Work required
Please carry on the forum thread about laying ballast under model railroad track from the point where it stops.

Excerpted passage
***

I didn't do that, but considered it. I think it would be great to hide the wood grain of the structure I had, but I think I would still need to use loose ballast between it and the track/ties for the same reason I put ballast on in the first place. I firmly believe the track should totally float because, as I have explained in other threads, I found that as the track expanded and contracted due to temperature changes, the ties caught on imperfections in the structure and expansion caused kinks in the track causing minor derailments and contraction caused sections of the track to seperate leading to dumping a $4,000 engine 3 to 4 feet to the ground. The ballast rocks do interlock for stabiity, but not so much so as the track cannot shift as necessary to allow the rail to expand and contract. 

Using roof shingles is a cosmetic detail, but I think adding ballast over the shingles would provide something like roller bearings for the track to move as necessary to remain straight and intact.


----------



## Greg Elmassian (Jan 3, 2008)

Listen to Semper.. it's exactly what happens. Everyone is first tempted to "lock" the rails and track in place, thus believing they can overcome the basic physics of how things change size with heat. 

After more than 100 years, the prototype railroads still use ballast... the idea is that the ballast holds the track in RELATIVE position... allowing it to expand and contract, but not letting it "migrate", or catch in one spot and move in another just like Semper says. 

Greg


----------



## Totalwrecker (Feb 26, 2009)

Who ya callin' old? 

Realistic still looks realistic while 'gritty under ties' looks like gritty under ties.... 

What is acceptable to you? What level of detail matters to you? It matters not what I think.... but as an Older old timer, I'm shifting to ease of use.... I lifted my original tri-oval ballast floated track and am plunking it down on thick planks. There's just too much nature to fight! My health is tanking and I just wanna run some trains. Once I beat back my demons I can go 'model railroading' and senic my planks with ballast. 

I think when my track was in ballast it ran cooler and didn't kink, I see under your signature that you live in the Valley of the Singed, running on black shingles can cause you more problems with expansion kinks.... I'm SE of Tucson.... It's your Railroad, do what you like. 

I connect each section of track to the last and none to the planks....

Happy Rails 
John


----------



## rdamurphy (Jan 3, 2008)

***

Record set
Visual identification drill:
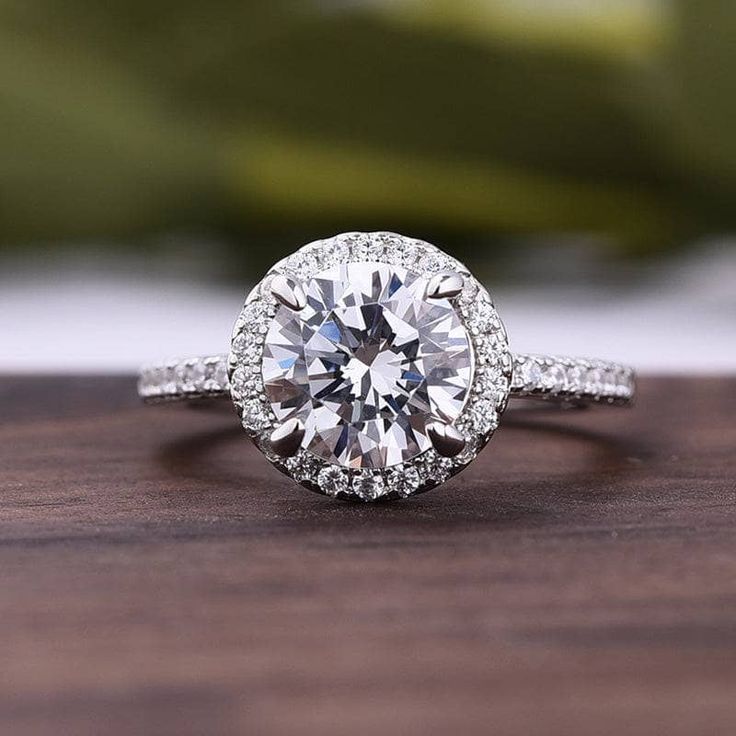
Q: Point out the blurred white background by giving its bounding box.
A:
[0,243,736,374]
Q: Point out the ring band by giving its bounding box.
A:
[138,353,635,406]
[138,232,635,501]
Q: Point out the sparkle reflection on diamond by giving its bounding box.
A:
[263,262,473,468]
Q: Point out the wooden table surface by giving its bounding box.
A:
[0,377,736,736]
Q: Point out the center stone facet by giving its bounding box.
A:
[263,263,473,468]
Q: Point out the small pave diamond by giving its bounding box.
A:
[317,465,350,496]
[353,472,386,501]
[386,468,422,498]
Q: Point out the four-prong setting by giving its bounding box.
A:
[427,422,465,457]
[427,271,465,299]
[269,418,305,457]
[271,274,307,312]
[228,233,512,500]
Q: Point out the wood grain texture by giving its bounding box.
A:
[0,378,736,736]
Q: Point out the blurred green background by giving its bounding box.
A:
[0,0,736,273]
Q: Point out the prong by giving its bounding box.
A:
[271,274,307,312]
[427,422,465,457]
[427,271,465,299]
[270,418,304,457]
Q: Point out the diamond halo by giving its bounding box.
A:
[228,232,512,501]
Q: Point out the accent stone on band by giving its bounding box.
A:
[511,354,636,404]
[138,355,230,402]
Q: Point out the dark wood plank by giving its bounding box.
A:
[0,377,736,736]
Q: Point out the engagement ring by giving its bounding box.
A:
[138,232,634,501]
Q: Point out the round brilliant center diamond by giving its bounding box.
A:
[263,262,473,468]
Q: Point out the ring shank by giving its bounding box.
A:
[138,353,636,406]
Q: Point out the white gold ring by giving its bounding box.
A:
[138,232,634,501]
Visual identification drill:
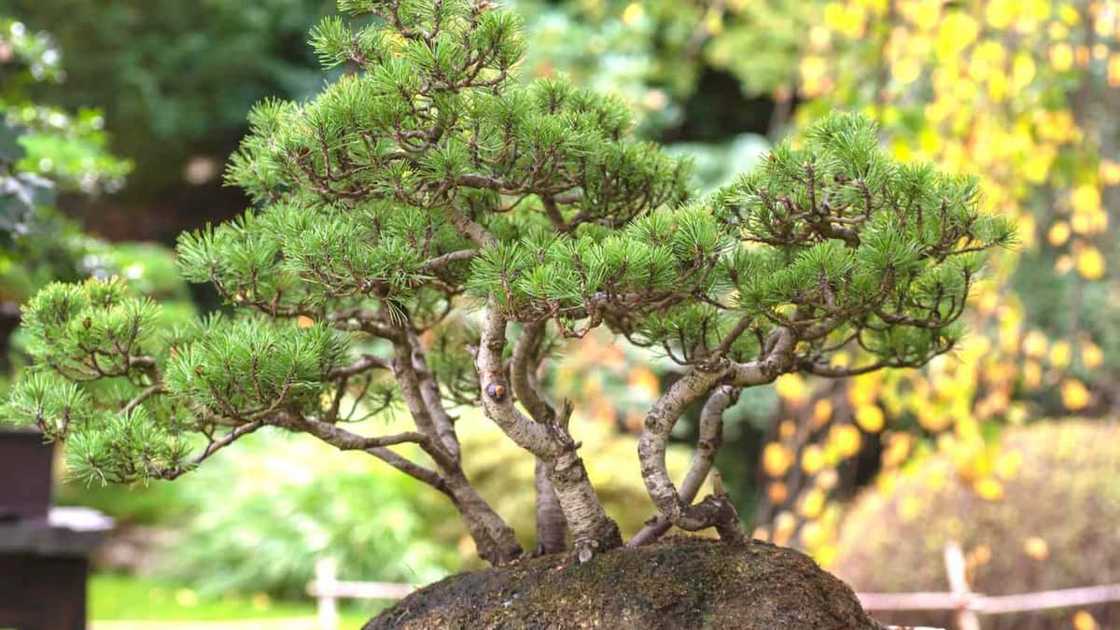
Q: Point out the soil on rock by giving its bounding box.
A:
[365,538,881,630]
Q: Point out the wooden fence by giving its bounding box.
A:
[307,543,1120,630]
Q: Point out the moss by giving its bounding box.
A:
[365,538,878,630]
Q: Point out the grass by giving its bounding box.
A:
[90,574,377,628]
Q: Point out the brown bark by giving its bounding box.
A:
[637,328,795,544]
[627,385,738,547]
[476,307,622,560]
[445,469,522,566]
[510,322,568,554]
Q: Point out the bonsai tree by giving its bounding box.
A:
[8,0,1012,564]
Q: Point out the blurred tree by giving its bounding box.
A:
[743,0,1120,551]
[831,419,1120,630]
[0,18,193,377]
[2,0,330,242]
[8,0,1014,578]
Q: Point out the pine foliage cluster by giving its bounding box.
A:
[8,0,1012,544]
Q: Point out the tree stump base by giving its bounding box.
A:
[365,538,883,630]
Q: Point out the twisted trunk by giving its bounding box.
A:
[476,300,622,560]
[445,469,522,566]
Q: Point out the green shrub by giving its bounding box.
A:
[833,420,1120,630]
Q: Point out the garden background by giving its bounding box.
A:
[0,0,1120,630]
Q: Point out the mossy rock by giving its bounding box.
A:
[365,538,880,630]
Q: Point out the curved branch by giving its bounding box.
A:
[626,385,739,547]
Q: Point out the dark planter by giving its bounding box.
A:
[0,429,54,522]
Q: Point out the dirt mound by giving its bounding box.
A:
[365,538,880,630]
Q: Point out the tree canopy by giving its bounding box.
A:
[2,0,1014,563]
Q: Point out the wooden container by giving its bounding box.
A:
[0,429,54,522]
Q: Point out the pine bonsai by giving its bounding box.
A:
[8,0,1012,564]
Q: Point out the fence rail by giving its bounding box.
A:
[307,543,1120,630]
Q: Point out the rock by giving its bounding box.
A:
[365,538,881,630]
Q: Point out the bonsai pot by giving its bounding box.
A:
[0,429,54,522]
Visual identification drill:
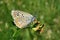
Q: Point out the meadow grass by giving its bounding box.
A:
[0,0,60,40]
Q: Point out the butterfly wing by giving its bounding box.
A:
[11,10,35,28]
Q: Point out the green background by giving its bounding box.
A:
[0,0,60,40]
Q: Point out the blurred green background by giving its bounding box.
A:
[0,0,60,40]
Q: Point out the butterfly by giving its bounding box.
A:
[11,10,43,30]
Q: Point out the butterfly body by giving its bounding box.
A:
[11,10,35,28]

***

The reply
I had a pallet of broken kitty litter bags I got from work - was going to make a driveway out of it. 

It worked great. 

Until it rained. Then it became an ooey, gooey, slimy MESS! 

Needless to say: Not recommended... 

Robert


----------



## Steve Stockham (Jan 2, 2008)

I actually _did_ try kitty litter mixed with pea gravel to see if the kitty litter would act like a mortar and hold the gravel together like proper ballast. _It didn't! _Oh, it started out okay but it eventually broke completely down and had to be replaced with poultry grit. _Don't use it!!!_


----------



## Phippsburg Eric (Jan 10, 2008)

I used it to "dress" my first line which was built on pressure treated wood planks set in the ground or on "fills" I didn't use much but it didnt do much eitherway. it did tend to make the track dirty with mud thrown up by the wheels onto the car underbody if the track was wet. 

I feel the float fine crushed stone the way to go at this point! It takes some maintenance but it is easy to do.


----------



## Pete Chimney (Jan 12, 2008)

I've not used kitty litter but have used a product sold to absorb spills of oil on garage floors. I found bags of this at Home Depot when I lived in California. 

This material is made from a rock known as diatomite, a siliceous rock mined in California and which also forms oil reservoirs in the subsurface in the Bakersfield area. It comes in a very light gray color but concrete stain can be used to color the ballast. It has great aborsption capabilities, hence the use on garage floors. 

One word of caution, being siliceous you are best to avoid breathing the fine dust as much as possible. It will not break down in the rain such as kitty litter is prone to do.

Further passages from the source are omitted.